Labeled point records
:::

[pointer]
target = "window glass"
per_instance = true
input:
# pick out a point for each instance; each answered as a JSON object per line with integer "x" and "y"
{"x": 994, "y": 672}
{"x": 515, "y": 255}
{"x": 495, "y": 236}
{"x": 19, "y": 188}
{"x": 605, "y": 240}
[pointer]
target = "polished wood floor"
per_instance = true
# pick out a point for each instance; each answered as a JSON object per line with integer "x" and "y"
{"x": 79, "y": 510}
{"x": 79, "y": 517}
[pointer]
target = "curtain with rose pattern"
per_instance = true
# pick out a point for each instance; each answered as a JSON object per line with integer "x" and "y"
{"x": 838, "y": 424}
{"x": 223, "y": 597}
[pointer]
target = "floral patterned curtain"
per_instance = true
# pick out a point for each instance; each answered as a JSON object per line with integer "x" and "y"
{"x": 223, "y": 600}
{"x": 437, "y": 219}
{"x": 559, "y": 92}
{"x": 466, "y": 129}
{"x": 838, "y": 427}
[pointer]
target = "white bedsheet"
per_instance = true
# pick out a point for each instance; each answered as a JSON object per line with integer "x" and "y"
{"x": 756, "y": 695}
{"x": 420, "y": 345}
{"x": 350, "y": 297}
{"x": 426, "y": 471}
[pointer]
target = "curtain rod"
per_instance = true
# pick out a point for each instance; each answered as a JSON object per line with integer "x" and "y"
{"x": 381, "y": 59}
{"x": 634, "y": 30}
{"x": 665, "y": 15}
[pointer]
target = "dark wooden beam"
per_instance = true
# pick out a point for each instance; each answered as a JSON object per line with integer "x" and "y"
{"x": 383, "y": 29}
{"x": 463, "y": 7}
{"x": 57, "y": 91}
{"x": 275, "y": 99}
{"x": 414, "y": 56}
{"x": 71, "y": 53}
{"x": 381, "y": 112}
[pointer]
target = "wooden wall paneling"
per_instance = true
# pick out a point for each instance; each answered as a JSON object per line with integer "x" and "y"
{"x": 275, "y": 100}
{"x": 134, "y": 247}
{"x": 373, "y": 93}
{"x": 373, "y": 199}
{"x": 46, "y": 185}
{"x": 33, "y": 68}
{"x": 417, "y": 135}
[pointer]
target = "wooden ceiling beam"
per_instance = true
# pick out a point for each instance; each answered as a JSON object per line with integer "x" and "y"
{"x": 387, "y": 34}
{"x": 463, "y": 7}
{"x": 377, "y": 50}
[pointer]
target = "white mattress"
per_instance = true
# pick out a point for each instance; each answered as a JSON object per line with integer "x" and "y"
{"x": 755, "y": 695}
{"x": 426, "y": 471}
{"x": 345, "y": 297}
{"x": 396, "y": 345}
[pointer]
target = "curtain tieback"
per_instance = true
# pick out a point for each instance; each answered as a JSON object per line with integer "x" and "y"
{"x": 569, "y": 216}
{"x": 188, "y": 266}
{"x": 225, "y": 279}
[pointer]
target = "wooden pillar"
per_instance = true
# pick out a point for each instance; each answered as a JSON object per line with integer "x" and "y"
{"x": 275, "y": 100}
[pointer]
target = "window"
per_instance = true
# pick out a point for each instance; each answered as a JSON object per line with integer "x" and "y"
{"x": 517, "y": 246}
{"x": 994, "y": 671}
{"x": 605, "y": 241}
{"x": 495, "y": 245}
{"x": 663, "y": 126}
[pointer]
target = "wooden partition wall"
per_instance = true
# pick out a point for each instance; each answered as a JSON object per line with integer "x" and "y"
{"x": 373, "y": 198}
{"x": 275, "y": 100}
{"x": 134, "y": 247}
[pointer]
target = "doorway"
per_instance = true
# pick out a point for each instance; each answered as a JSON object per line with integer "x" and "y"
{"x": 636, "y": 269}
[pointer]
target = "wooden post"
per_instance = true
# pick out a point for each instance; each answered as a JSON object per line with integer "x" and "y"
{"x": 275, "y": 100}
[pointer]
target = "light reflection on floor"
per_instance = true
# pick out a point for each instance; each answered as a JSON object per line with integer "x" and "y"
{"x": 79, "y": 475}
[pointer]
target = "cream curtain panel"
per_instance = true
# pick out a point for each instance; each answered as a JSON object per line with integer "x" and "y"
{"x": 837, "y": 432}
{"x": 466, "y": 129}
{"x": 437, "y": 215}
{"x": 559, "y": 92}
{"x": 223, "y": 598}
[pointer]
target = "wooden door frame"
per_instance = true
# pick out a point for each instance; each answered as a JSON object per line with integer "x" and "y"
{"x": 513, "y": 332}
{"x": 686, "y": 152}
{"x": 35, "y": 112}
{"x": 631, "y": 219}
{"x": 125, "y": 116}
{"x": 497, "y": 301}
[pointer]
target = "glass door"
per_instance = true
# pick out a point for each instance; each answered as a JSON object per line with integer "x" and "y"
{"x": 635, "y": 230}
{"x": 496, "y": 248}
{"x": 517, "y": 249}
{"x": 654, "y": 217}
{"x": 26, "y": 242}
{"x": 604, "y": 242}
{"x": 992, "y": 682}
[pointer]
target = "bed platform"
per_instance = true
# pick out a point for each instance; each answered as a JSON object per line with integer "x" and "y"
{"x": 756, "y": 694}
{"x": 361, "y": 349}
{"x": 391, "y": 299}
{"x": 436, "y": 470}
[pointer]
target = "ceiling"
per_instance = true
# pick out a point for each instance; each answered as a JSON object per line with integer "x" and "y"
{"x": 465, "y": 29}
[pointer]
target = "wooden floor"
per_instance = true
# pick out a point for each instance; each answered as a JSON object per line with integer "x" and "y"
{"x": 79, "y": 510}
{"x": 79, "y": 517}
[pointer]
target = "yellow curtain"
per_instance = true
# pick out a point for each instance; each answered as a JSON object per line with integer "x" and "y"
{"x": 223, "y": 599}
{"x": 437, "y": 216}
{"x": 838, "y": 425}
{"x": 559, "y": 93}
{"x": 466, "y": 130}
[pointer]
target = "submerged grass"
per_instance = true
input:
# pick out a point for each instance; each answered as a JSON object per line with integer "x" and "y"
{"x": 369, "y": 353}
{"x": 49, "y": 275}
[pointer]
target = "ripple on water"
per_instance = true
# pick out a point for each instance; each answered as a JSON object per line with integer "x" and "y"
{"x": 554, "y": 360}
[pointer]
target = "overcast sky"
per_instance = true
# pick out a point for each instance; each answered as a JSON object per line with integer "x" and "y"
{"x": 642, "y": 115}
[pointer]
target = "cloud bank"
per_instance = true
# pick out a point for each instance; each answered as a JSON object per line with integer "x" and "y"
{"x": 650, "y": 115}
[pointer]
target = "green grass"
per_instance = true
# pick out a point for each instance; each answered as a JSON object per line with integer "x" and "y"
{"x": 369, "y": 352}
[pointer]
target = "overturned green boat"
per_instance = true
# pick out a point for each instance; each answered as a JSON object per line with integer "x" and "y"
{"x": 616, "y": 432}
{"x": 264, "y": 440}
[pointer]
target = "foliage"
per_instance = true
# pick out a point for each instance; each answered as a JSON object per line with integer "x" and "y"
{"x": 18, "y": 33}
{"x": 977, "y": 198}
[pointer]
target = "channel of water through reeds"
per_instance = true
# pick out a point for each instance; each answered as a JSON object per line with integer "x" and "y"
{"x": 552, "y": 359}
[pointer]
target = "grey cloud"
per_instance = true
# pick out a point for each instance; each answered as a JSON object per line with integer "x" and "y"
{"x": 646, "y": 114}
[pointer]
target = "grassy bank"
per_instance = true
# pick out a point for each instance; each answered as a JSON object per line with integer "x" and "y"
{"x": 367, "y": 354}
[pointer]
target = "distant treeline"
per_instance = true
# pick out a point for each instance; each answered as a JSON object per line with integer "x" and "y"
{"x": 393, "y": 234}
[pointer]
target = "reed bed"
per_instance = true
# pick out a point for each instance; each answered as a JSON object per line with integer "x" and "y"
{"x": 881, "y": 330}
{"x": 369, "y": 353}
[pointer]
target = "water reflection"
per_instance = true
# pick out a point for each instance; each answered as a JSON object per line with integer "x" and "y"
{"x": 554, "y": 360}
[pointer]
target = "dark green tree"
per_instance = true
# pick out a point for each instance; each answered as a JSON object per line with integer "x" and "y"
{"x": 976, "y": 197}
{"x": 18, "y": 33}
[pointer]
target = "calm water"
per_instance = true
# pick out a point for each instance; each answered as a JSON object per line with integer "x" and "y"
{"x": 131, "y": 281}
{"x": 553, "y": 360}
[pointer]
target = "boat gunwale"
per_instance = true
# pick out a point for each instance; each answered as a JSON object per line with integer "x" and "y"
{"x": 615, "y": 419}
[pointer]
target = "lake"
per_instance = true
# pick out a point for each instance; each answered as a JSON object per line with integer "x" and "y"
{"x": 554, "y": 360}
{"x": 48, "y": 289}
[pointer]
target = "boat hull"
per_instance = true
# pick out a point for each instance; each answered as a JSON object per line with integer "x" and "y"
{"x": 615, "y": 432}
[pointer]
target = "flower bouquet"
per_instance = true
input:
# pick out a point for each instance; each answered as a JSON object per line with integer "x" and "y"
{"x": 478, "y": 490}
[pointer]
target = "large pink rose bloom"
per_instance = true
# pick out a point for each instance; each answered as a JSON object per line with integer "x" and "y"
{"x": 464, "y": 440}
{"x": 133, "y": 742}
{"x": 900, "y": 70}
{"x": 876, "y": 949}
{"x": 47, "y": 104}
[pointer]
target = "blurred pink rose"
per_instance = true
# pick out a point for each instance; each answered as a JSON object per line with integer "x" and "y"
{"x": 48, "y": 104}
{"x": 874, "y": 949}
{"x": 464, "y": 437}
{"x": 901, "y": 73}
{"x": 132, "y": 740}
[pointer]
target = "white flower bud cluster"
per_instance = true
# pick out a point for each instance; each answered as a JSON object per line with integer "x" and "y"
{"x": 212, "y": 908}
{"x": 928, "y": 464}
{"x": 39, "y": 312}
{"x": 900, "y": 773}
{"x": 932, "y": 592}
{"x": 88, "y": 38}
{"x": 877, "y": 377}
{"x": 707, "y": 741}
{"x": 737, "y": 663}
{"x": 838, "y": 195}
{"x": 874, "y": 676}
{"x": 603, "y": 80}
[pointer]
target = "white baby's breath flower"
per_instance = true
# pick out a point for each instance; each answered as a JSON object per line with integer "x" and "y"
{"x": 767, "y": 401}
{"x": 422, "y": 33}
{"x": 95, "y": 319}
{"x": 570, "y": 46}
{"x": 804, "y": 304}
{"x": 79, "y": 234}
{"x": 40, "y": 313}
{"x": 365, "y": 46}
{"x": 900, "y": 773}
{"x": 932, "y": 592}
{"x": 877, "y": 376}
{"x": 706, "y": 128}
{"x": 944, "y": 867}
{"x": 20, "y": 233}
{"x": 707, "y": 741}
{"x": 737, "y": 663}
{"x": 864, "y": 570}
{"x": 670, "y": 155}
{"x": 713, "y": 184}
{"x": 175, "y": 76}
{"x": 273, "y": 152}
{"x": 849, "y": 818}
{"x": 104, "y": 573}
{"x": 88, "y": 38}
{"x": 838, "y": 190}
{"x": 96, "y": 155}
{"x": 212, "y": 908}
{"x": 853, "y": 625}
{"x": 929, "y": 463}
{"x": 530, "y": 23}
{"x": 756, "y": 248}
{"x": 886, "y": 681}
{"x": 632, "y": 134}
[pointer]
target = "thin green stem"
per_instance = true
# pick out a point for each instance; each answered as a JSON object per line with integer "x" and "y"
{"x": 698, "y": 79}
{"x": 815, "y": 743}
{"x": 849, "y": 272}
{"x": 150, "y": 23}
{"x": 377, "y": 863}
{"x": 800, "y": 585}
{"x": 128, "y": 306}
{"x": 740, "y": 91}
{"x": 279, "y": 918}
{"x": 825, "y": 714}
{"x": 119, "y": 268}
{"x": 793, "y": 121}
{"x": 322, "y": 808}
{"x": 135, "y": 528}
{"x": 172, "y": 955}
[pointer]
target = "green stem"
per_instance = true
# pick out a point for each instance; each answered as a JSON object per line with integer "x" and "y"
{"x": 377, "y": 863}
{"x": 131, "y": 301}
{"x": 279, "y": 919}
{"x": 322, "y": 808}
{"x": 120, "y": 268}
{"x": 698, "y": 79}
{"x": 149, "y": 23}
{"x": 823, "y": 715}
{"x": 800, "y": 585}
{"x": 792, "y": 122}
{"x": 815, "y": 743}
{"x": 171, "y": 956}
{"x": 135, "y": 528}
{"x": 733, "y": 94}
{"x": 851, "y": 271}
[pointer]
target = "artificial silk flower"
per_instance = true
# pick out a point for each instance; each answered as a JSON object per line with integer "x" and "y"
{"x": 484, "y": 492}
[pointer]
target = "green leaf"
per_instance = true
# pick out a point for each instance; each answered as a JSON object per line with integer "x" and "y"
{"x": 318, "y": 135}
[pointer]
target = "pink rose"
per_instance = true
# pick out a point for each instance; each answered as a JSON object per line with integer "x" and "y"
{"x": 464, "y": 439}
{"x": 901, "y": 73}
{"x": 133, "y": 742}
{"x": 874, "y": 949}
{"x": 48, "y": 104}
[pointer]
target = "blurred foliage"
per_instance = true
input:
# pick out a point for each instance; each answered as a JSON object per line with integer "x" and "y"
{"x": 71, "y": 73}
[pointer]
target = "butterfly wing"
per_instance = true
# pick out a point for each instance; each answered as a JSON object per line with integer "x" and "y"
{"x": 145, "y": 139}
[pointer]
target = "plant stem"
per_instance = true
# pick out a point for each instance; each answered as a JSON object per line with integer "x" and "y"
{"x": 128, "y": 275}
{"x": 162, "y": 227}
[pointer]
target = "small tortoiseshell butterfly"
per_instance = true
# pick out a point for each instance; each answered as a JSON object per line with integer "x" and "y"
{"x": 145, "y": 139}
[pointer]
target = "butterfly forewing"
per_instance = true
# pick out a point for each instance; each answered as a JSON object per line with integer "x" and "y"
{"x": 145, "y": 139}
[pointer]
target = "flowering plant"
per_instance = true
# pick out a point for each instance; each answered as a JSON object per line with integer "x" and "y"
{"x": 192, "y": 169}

:::

* Problem description *
Extract every line of the items above that holds the word "curtain", treating uppercase and lowercase as different.

* Answer *
target = "curtain with rose pattern"
target = "floral patterned curtain"
target = "curtain rod"
target = "curtain tieback"
target = "cream curtain panel"
target = "yellow curtain"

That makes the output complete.